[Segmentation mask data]
****************************************

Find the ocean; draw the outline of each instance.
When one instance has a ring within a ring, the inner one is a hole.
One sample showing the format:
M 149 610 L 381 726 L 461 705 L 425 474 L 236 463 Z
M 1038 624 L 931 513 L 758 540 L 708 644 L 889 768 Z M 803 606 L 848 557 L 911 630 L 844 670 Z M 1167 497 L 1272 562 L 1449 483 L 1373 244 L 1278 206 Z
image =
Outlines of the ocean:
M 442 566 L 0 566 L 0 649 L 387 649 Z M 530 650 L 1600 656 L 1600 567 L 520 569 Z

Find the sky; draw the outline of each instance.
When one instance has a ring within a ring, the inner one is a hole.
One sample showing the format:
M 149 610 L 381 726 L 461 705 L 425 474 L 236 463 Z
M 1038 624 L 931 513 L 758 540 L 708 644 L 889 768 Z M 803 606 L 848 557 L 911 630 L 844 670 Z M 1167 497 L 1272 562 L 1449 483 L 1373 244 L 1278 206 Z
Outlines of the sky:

****************************************

Problem statement
With the records above in view, retype each one exactly.

Output of the exercise
Find the ocean; draw the outline of each instance.
When one instance has a ring within a ring, the inner one is a hole.
One sample showing the format:
M 149 610 L 381 726 L 461 705 L 425 474 L 236 463 Z
M 1038 624 L 931 513 L 758 540 L 708 644 L 889 768 Z M 803 606 L 848 557 L 911 630 L 844 670 Z M 1167 497 L 1272 562 L 1449 483 L 1373 244 L 1278 206 Z
image =
Outlines of the ocean:
M 442 566 L 0 566 L 0 649 L 387 649 Z M 530 650 L 1600 656 L 1600 567 L 520 569 Z

Find the sky; draw the outline of each instance.
When one instance has a ring within a ring, the inner one is a hole.
One sample showing the format:
M 149 610 L 381 726 L 461 705 L 425 474 L 236 463 Z
M 1038 624 L 931 513 L 758 540 L 708 644 L 889 768 Z M 803 606 L 848 557 L 911 630 L 844 670 Z M 1167 497 L 1272 562 L 1449 483 L 1373 244 L 1278 206 Z
Outlines of the sky:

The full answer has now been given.